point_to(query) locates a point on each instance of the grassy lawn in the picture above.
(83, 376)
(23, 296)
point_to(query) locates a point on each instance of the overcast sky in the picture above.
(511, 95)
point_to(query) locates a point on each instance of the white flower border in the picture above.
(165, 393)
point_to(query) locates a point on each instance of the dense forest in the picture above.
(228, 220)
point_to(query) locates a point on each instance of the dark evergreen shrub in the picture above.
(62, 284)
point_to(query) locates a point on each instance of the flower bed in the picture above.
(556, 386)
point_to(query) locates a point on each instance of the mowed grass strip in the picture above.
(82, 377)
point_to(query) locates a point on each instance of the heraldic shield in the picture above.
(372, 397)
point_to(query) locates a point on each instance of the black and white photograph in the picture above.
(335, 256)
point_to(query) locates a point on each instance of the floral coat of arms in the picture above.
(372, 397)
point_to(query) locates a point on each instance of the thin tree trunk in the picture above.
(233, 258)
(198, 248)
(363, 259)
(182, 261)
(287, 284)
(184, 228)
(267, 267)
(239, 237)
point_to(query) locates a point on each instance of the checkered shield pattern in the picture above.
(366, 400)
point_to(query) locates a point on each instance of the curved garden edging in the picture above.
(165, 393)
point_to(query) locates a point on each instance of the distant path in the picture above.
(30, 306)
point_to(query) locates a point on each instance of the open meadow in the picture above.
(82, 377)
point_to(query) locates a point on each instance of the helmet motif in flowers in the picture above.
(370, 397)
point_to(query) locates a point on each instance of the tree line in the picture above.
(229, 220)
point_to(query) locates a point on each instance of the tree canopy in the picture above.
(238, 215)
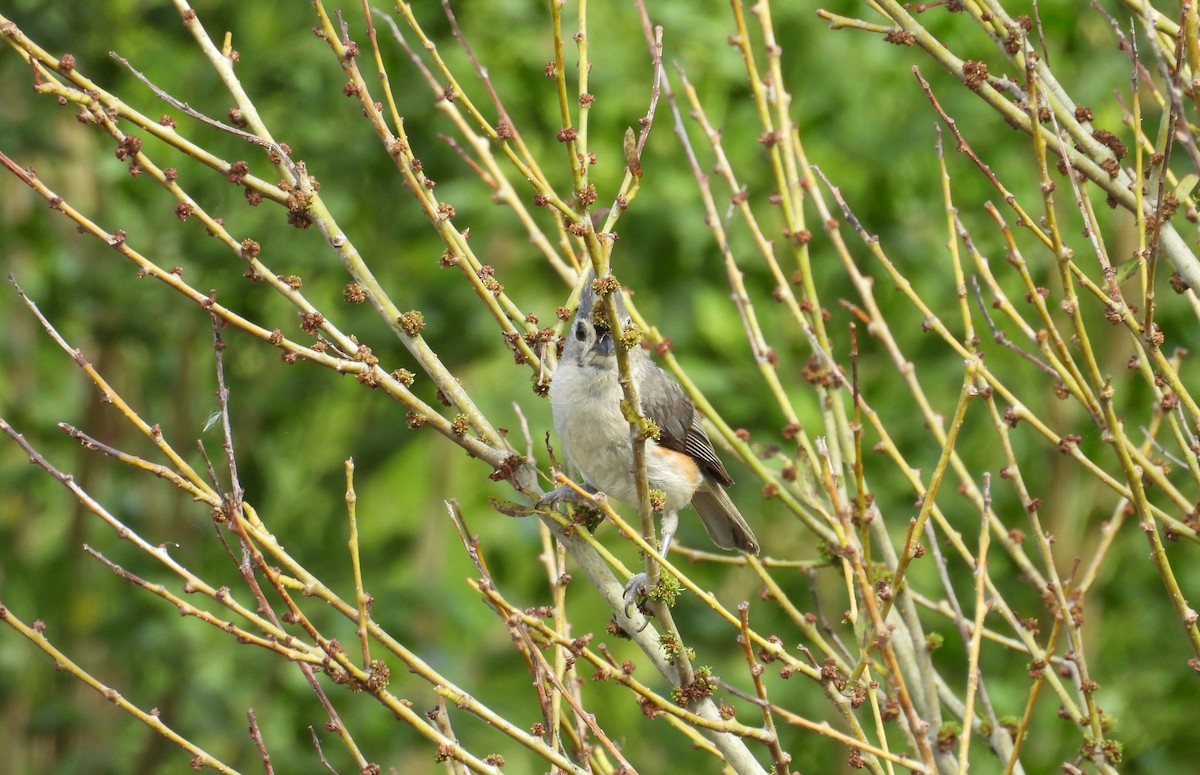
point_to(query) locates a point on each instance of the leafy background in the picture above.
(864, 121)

§

INSTRUCTIONS TO FOLLOW ▸ From the line containing "point_to(query) locates a point on each instance of the white" through the last line of the material above, write out each line exactly, leaving aside all pictures.

REPLY TO THE EXERCISE ▸
point_to(query) locates a point on each instance of the white flower border in the picture above.
(165, 393)
point_to(query) locates a point on each instance of the dense forest in the picture above.
(228, 220)
point_to(query) locates a point on each instance of the dark evergreen shrub in the picture above.
(62, 284)
point_to(query) locates a point on each instance of the flower bed in the picture above.
(556, 386)
point_to(query) locates a point on each instance of the mowed grass strip in the picture above.
(82, 377)
point_to(query) locates a point on each instance of the heraldic shield in the picture above.
(372, 397)
point_to(query) locates a point on each instance of the black and white photograph in the picture above.
(335, 256)
point_to(query) locates a point on each instance of the floral coat of arms in the picture above.
(372, 397)
point_to(query) locates a point on each instance of the thin tree trunk in the picture above.
(233, 258)
(198, 248)
(363, 259)
(182, 261)
(287, 284)
(184, 228)
(267, 267)
(239, 237)
point_to(query) locates a point on each instance of the checkered shield pattern in the picture above.
(366, 400)
point_to(query) locates a point on each instance of the curved garden edging in the picture above.
(165, 393)
point_to(query) locates a point on each instance of the distant path in the picture above.
(30, 306)
point_to(query) locates a point on each instance of the open meadow in the picture above.
(82, 377)
point_to(query) locates a point on each instance of the helmet motif in flowers in the picture above.
(370, 397)
point_to(query) locates a point on each instance of the tree line in the picture above.
(229, 220)
point_to(query) locates a point on each instance of the tree canopy in the picture above.
(238, 215)
point_to(query) locates a point on each instance of the leafy background in the picture above.
(864, 121)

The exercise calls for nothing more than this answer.